• _THE DATA_:
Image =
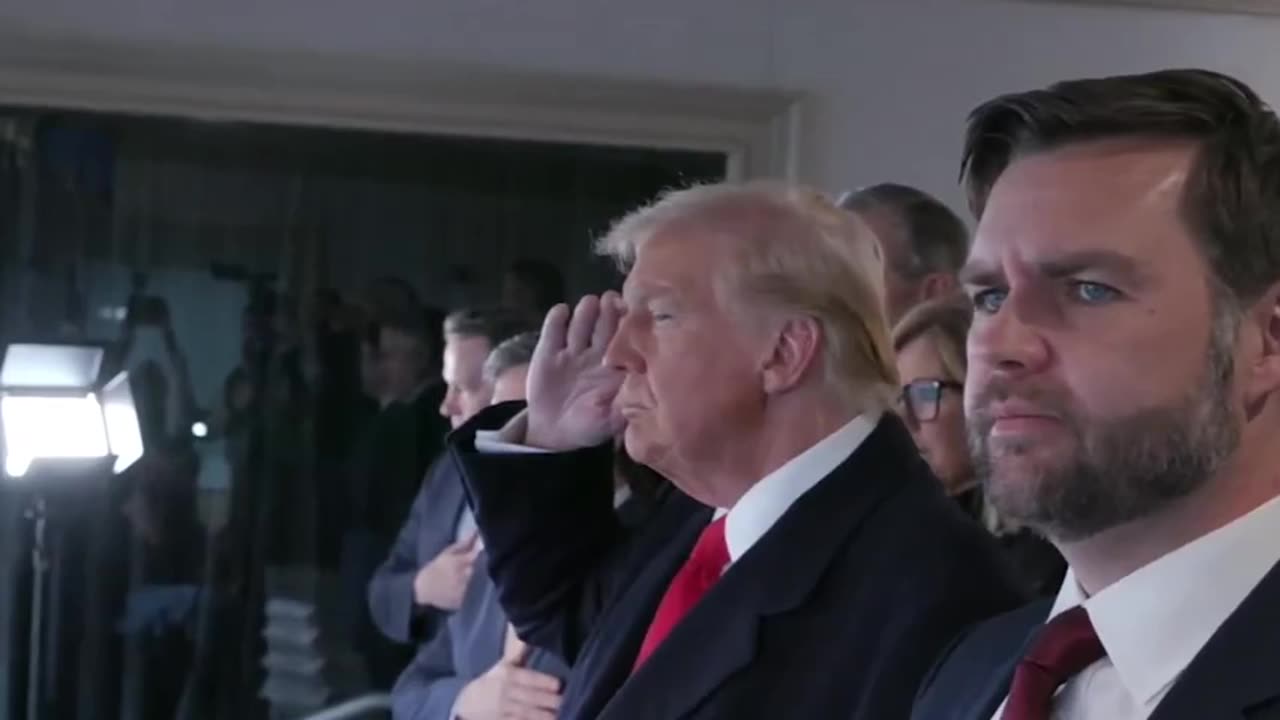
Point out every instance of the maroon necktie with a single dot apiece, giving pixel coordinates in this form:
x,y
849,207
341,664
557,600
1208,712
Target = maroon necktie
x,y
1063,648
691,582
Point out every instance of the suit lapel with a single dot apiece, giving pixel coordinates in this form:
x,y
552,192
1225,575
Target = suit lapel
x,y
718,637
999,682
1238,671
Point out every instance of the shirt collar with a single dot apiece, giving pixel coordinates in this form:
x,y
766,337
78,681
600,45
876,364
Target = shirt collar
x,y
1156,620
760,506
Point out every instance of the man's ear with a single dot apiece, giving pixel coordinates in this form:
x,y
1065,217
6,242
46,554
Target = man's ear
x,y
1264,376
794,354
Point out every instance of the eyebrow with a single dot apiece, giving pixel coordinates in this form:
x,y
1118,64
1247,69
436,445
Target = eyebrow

--

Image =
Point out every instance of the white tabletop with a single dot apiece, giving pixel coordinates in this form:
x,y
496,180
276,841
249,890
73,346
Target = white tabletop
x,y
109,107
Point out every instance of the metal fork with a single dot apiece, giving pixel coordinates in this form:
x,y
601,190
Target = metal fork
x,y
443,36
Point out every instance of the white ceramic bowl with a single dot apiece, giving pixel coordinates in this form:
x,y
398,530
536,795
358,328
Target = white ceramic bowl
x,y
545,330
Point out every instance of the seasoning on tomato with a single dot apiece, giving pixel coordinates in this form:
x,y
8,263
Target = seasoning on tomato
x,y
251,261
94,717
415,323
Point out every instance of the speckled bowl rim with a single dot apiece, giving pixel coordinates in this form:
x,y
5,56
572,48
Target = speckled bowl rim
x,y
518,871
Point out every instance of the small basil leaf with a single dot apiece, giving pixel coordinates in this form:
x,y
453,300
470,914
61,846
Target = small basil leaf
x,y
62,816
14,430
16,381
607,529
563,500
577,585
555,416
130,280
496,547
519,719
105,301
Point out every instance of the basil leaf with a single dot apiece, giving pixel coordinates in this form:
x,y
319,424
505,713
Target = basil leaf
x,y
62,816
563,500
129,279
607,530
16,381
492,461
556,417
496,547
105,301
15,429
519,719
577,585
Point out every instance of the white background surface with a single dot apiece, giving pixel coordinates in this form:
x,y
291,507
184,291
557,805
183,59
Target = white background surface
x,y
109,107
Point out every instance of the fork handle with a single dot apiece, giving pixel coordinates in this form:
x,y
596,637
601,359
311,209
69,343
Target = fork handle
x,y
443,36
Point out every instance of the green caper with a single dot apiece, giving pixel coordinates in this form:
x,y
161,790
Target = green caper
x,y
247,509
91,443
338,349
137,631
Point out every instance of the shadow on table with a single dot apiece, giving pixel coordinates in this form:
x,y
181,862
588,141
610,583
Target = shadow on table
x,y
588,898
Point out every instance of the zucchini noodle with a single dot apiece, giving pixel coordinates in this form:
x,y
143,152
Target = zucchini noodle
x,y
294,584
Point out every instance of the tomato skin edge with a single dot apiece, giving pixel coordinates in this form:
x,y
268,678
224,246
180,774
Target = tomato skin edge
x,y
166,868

---

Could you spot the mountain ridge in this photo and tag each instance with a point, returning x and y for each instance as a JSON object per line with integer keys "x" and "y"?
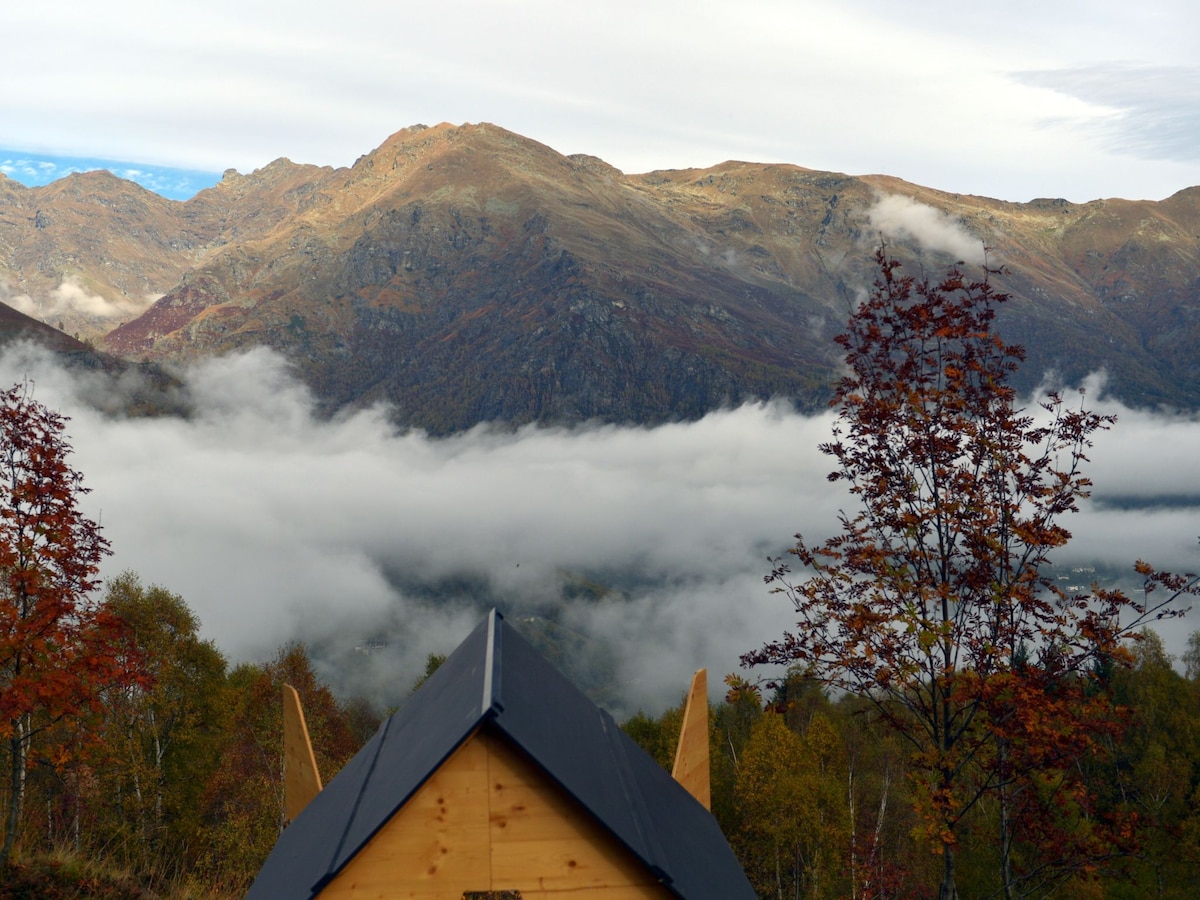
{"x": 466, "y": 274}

• _WORK REQUEST_:
From the listing above, collect every line that mentions the word "eyebrow".

• _EXERCISE RESPONSE_:
Point out every instance of the eyebrow with a single dot apiece, giving pixel coordinates in this form:
Target = eyebrow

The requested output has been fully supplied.